WORK INSTRUCTIONS:
#1 In the passage on PPP loans and the PRO Act, list every kind of one-person business that the president names in his quoted remark.
#2 Please write out the part of the passage on PPP loans and the PRO Act that opens with the words containing "This PPP concept" and closes with "our own good.".
--- Begin SELECTED EXTRACT ---
I’ve worked full-time as a freelance writer and editor since 2003, running my own editorial business with clients that include national newspapers, magazines and websites. Under the PPP rules, I’m a small-business owner. The president specifically cited the need to protect small businesses like mine when he said, “We’re also making it easy for those one-person businesses—like the home repair contractors, beauticians, small, independent retailers—to secure forgivable PPP loans.”

This PPP concept is the opposite of the PRO Act, which Biden also has repeatedly said he strongly supports. The PRO Act’s top provision is adding language from California’s disastrous Assembly Bill 5 into federal law. PRO Act supporters say this change is needed because people like me aren’t running small businesses at all. They say we’re actually misclassified employees who are being exploited by big corporations, and that we can only be saved if corporations can no longer work with independent contractors. They believe we should be forced to seek traditional, union-friendly jobs for our own good.
--- End SELECTED EXTRACT ---
--- Begin RECORDED INFORMATION ---
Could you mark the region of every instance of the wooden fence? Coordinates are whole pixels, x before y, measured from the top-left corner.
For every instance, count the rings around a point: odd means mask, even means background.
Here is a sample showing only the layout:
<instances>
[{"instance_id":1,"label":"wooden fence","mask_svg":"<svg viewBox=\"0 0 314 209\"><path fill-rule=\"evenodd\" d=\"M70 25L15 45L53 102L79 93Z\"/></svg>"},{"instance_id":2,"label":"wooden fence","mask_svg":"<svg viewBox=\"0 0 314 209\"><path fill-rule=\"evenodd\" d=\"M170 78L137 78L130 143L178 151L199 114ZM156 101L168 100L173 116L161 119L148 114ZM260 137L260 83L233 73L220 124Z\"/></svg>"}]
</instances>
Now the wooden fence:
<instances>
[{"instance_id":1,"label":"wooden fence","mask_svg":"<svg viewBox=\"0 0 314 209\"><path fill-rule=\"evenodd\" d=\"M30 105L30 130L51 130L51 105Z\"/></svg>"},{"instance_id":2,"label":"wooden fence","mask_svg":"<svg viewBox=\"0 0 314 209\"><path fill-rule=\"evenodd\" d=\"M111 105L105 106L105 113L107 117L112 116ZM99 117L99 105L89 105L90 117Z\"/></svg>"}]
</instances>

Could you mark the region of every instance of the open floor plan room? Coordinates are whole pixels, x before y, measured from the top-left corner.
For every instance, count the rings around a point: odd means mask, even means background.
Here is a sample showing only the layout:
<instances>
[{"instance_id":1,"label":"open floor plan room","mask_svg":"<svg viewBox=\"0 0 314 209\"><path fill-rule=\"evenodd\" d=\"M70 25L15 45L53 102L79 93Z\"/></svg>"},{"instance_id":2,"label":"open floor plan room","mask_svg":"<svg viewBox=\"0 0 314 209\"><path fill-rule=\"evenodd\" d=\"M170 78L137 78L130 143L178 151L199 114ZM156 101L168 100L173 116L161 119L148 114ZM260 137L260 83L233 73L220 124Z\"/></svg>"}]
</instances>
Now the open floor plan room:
--- End RECORDED INFORMATION ---
SOLVED PROBLEMS:
#1
- Home repair contractors
- Beauticians
- Small, independent retailers

#2
This PPP concept is the opposite of the PRO Act, which Biden also has repeatedly said he strongly supports. The PRO Act’s top provision is adding language from California’s disastrous Assembly Bill 5 into federal law. PRO Act supporters say this change is needed because people like me aren’t running small businesses at all. They say we’re actually misclassified employees who are being exploited by big corporations, and that we can only be saved if corporations can no longer work with independent contractors. They believe we should be forced to seek traditional, union-friendly jobs for our own good.